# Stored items

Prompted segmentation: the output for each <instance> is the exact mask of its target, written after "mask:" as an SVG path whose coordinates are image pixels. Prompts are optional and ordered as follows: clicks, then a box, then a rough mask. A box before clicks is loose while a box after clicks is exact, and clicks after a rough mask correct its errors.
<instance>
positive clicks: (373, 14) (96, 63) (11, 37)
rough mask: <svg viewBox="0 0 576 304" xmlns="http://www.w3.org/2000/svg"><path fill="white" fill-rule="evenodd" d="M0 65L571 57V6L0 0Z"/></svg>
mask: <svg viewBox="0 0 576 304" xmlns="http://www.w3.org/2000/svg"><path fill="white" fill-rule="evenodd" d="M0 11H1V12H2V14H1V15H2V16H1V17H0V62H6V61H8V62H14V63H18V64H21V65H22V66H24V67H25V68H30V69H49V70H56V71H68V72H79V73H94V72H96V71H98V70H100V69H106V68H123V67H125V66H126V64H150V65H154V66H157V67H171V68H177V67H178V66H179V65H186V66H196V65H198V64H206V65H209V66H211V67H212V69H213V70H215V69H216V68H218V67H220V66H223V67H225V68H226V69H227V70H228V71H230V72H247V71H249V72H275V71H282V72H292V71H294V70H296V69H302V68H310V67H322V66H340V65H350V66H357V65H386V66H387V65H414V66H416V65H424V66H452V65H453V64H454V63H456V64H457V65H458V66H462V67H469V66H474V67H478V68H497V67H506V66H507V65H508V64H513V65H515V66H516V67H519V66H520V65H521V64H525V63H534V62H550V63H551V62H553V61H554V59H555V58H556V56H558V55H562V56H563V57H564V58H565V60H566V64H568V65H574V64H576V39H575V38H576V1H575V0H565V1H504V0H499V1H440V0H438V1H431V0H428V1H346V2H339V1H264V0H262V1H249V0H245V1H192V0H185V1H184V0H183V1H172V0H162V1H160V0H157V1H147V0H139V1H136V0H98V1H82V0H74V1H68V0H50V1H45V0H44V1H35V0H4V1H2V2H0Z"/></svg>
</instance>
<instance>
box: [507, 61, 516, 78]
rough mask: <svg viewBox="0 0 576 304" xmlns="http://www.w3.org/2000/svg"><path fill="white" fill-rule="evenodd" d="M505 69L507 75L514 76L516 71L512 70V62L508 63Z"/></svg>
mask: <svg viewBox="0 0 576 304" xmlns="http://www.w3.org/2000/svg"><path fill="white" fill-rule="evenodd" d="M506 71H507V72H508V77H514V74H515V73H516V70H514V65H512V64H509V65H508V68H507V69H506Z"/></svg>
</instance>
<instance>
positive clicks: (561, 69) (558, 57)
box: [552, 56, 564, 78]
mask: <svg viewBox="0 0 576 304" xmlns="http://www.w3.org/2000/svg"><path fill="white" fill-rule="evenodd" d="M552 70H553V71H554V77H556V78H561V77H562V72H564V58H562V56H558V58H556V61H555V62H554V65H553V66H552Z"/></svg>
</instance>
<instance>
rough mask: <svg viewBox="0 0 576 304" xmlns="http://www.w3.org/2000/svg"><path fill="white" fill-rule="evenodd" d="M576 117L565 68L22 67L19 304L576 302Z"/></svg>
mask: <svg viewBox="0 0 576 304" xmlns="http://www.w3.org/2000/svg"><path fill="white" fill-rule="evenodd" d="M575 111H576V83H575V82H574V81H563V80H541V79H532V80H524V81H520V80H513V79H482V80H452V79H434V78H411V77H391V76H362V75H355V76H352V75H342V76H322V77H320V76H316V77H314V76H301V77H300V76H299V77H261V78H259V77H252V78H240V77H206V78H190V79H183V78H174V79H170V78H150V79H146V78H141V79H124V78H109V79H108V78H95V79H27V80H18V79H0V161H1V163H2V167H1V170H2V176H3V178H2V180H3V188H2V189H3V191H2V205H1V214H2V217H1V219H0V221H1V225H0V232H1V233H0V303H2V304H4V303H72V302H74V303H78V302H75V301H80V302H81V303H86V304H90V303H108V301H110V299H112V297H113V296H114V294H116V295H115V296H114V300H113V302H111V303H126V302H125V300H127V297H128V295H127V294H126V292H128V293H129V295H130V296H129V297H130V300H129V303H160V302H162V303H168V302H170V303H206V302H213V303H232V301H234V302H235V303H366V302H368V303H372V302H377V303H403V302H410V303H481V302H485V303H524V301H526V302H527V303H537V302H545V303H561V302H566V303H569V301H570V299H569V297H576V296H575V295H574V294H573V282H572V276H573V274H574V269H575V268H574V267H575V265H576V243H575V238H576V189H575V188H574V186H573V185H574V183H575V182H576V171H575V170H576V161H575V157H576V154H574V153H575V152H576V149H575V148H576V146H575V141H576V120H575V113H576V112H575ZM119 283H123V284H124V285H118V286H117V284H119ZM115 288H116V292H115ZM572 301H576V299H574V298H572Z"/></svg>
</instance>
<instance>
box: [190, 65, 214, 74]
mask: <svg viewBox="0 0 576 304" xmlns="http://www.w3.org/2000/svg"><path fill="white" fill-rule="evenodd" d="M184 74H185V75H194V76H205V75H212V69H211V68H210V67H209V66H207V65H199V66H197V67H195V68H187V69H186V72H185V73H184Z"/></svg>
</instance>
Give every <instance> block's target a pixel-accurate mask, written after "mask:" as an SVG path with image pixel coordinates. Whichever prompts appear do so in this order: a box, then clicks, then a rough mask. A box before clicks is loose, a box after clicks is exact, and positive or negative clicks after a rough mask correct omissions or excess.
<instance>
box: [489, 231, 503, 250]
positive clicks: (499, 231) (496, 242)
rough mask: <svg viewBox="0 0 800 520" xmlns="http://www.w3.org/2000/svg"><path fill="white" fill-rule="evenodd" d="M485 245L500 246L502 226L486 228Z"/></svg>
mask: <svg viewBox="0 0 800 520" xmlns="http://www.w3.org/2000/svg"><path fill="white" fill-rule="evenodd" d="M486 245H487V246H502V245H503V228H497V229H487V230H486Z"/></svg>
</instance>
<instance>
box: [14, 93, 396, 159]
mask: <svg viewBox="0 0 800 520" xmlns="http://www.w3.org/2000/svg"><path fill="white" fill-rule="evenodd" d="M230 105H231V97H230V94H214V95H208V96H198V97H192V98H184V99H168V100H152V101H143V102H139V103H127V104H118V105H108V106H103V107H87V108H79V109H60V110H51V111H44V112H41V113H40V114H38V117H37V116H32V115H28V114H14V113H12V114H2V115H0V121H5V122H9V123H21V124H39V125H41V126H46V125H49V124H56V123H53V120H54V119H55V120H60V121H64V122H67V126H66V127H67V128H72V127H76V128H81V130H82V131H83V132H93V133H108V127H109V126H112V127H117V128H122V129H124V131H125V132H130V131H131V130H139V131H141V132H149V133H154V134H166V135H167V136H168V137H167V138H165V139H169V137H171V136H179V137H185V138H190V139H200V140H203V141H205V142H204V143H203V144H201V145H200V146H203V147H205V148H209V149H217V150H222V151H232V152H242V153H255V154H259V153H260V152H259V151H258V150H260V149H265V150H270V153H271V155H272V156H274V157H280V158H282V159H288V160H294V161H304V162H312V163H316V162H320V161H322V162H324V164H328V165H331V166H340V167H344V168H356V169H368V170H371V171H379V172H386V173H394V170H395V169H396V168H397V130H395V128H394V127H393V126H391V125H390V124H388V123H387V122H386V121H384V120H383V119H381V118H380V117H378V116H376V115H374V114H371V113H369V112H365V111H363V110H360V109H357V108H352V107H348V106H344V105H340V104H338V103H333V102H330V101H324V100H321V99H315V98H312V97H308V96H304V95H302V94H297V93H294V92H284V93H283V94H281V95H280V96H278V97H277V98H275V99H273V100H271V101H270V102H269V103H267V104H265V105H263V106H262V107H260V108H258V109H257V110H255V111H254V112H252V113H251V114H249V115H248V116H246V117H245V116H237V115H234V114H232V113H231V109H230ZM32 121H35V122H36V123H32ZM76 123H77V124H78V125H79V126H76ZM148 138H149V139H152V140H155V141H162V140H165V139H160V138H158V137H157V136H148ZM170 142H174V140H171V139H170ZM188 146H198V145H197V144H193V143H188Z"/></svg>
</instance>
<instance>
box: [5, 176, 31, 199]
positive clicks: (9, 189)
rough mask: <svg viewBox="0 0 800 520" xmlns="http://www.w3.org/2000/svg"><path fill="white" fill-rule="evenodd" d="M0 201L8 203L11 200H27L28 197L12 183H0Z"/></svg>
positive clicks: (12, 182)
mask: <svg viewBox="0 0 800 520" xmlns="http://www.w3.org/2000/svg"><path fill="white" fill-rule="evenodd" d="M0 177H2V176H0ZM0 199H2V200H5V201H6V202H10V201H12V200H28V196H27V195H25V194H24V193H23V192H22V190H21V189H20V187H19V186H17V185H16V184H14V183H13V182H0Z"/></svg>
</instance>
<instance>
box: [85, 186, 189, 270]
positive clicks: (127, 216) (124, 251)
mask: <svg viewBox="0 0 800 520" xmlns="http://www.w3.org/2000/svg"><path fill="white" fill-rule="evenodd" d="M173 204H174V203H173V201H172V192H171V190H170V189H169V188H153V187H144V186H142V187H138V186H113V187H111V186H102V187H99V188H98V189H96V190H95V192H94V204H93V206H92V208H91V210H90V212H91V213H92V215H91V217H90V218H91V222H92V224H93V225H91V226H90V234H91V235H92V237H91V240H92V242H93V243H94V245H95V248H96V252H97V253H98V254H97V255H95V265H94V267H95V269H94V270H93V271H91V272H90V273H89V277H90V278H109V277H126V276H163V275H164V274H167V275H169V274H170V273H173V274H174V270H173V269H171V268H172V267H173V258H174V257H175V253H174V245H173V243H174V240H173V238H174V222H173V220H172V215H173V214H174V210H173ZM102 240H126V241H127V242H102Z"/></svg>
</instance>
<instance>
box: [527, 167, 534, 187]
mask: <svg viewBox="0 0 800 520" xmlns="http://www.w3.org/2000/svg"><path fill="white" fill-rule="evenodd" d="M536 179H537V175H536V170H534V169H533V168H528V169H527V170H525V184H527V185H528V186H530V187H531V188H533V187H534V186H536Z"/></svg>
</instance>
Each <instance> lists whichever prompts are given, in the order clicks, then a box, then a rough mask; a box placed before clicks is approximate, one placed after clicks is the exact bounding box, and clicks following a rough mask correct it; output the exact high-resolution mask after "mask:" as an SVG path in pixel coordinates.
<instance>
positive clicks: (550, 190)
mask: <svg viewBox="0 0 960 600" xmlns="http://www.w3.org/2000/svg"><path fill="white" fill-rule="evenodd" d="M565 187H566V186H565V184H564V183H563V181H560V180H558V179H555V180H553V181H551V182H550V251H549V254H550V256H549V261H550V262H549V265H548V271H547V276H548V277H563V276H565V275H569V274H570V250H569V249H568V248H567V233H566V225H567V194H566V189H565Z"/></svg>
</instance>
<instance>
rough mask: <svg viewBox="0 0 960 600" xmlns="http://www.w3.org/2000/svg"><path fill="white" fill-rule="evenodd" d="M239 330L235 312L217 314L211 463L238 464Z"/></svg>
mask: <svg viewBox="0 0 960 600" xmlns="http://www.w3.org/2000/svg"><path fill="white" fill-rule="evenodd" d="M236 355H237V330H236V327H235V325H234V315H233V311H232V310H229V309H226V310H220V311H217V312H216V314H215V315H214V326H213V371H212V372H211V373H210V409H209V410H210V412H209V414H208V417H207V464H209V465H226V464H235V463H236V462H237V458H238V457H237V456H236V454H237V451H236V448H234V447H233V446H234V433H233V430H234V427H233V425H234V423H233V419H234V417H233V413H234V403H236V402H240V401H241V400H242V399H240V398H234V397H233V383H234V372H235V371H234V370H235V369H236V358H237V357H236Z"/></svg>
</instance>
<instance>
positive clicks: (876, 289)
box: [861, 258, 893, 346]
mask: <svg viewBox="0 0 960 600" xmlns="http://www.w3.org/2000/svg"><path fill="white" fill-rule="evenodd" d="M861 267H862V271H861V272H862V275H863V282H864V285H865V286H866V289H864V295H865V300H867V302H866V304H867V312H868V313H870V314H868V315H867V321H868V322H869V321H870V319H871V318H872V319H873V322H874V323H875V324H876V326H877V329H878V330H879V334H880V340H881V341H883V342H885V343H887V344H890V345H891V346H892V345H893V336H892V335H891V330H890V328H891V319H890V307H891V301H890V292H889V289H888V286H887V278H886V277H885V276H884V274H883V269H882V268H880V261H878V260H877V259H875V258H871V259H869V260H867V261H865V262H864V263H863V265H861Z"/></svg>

# Task prompt
Would you please reproduce the records above exactly, only from their first line through the line holding "positive clicks: (373, 14) (96, 63) (11, 37)", with both ends included?

# Answer space
Prompted segmentation: the output for each <instance> is the exact mask of its target, written after "mask:" as an SVG path whose coordinates are image pixels. Prompts are optional and ordered as follows: clicks, then a box, then a rough mask. A box before clicks is loose while a box after clicks is exact, and clicks after a rough mask correct its errors.
<instance>
positive clicks: (373, 14) (96, 63) (11, 37)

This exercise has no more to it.